[Task requirements]
Give back every item below word for word, leaving out the pictures.

[Available data]

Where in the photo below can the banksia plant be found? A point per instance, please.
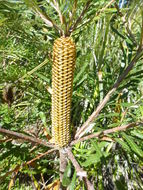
(62, 79)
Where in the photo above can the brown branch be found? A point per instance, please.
(72, 28)
(94, 115)
(26, 137)
(63, 163)
(105, 132)
(43, 16)
(80, 172)
(57, 8)
(18, 167)
(97, 14)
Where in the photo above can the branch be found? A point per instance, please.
(80, 172)
(108, 131)
(97, 14)
(44, 17)
(72, 28)
(94, 115)
(26, 137)
(18, 167)
(57, 8)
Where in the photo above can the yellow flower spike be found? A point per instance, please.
(64, 53)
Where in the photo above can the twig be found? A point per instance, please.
(57, 8)
(105, 132)
(63, 163)
(72, 28)
(26, 137)
(94, 115)
(18, 167)
(97, 14)
(39, 156)
(44, 16)
(80, 172)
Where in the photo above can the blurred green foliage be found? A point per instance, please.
(105, 46)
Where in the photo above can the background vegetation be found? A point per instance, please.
(106, 44)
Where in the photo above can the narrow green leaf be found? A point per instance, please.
(73, 182)
(123, 144)
(66, 177)
(92, 159)
(95, 145)
(133, 145)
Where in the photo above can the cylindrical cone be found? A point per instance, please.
(64, 52)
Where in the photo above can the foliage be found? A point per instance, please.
(105, 47)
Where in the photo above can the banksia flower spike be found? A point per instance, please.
(62, 80)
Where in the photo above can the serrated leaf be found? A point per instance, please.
(73, 182)
(123, 144)
(137, 134)
(95, 145)
(133, 145)
(92, 159)
(66, 177)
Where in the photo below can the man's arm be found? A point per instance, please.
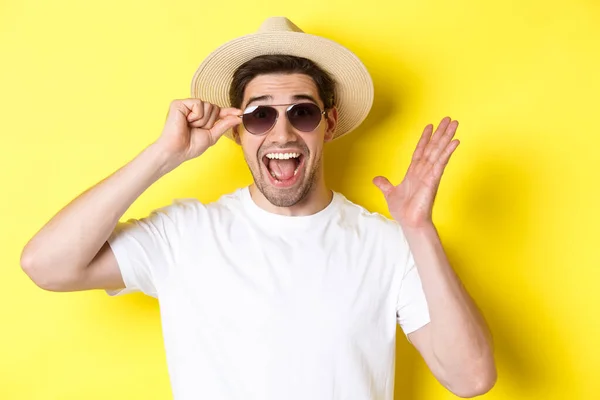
(71, 252)
(456, 344)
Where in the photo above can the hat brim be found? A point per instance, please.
(354, 85)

[Exercise response]
Where in the photo below can the banksia plant be found? A point per instance, please.
(62, 79)
Where in the photo above can the brown branch be found? A point per instance, please.
(72, 28)
(94, 115)
(26, 137)
(63, 163)
(105, 132)
(43, 16)
(80, 172)
(57, 8)
(18, 167)
(97, 14)
Where in the photo above can the branch be found? A point per instance, please.
(80, 172)
(108, 131)
(97, 14)
(44, 17)
(72, 28)
(94, 115)
(26, 137)
(18, 167)
(57, 8)
Where in the photo above can the yellow flower spike be found? A point per instance, please.
(64, 53)
Where in the photo above can the twig be found? A point per instance, please.
(57, 8)
(105, 132)
(63, 163)
(72, 28)
(26, 137)
(94, 115)
(18, 167)
(97, 14)
(39, 156)
(44, 16)
(80, 172)
Where in the photo above can the blurred green foliage be found? A point per instance, please.
(105, 46)
Where in the photo above can the background vegetation be found? A point per instance, please.
(106, 44)
Where in the photo above can the narrow green leaf be found? A point per instance, please.
(73, 182)
(123, 144)
(66, 177)
(92, 159)
(95, 145)
(133, 145)
Where in the photo above can the cylindrical cone be found? A point per instance, please.
(64, 52)
Where in the photo above can the foliage be found? A point per instance, please.
(105, 47)
Where in the photo above can the banksia flower spike be found? A point per instance, please.
(62, 80)
Where in the photo above can the serrated leaf be found? A point per instance, please.
(73, 182)
(123, 144)
(137, 134)
(95, 145)
(133, 145)
(92, 159)
(66, 177)
Where in the photo below can the man's arm be found? A point per instance, please.
(71, 252)
(456, 344)
Where in the photo above can the hat brim be found? A point per instance, please.
(354, 85)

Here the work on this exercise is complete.